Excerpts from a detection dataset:
## BEGIN

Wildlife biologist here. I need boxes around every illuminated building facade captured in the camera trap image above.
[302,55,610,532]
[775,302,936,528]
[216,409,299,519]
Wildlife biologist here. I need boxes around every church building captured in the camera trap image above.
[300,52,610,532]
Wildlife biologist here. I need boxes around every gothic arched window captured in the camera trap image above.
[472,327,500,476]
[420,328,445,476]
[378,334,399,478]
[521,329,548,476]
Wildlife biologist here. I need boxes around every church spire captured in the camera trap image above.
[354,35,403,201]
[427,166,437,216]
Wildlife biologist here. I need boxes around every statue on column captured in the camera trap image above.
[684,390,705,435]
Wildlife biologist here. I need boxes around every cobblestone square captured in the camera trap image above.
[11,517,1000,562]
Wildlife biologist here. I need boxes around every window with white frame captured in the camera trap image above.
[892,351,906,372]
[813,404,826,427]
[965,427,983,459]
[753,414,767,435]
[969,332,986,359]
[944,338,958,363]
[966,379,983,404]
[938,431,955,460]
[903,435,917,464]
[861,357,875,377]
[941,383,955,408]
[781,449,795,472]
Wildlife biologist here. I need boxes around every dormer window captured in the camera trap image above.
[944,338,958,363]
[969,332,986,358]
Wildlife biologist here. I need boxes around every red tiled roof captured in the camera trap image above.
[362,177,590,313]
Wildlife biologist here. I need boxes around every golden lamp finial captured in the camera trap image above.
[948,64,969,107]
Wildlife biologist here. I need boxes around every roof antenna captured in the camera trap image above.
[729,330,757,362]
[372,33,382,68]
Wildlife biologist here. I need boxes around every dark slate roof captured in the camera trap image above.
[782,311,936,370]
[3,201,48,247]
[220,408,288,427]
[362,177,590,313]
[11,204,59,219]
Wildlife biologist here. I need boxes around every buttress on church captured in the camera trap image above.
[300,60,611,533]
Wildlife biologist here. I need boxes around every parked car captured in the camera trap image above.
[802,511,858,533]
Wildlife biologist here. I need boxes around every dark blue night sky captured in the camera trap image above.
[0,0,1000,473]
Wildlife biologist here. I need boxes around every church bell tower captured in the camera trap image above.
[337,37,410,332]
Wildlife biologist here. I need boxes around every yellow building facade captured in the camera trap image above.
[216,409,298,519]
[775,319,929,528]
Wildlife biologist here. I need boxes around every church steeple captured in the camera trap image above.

## END

## Problem
Rewrite the part that opens with the line containing "Wildlife biologist here. I need boxes around every window" and closes with the line containing "[337,37,410,332]", replacing "Wildlife biologist" with "Urban planner" throughout. Leave everything else unchanged.

## Reply
Urban planner here. I need boxes around every window with white frame captured in the camera trap image above.
[892,351,906,372]
[813,404,826,427]
[965,427,983,459]
[753,414,767,435]
[969,332,986,359]
[944,338,958,363]
[966,379,983,404]
[938,431,955,460]
[903,435,917,464]
[861,357,875,377]
[941,383,955,408]
[781,449,795,472]
Urban planner here. I need boxes around every dormer window captured in the camera trap image above.
[944,338,958,363]
[969,332,986,358]
Urban planner here. I need boxes around every red tiled roof captured in the camera trap image above.
[362,177,590,313]
Urban planner here. I need boxes around every golden lamp finial captured in the camera trap image above.
[948,64,969,107]
Urban planner here. I need boxes around every roof antenna captured in the camera trap image above.
[729,330,757,362]
[372,33,382,68]
Urban planner here. I need boxes around every dark slate roof captured in the camera trap image above.
[782,311,936,370]
[3,201,48,247]
[220,408,288,427]
[362,177,590,313]
[11,204,59,219]
Urban planner here. I need boxes around every buttress on church captured in the camera trap image above.
[300,60,611,533]
Urban planner here. I need boxes around every parked car captured in the camera trap image above.
[802,511,858,533]
Urban planner here. I need boxes around every dark blue night sky captured in the camera trap image above.
[0,0,1000,473]
Urban planner here. I need boxes around every church bell tower captured in the camera trap image above.
[337,37,410,332]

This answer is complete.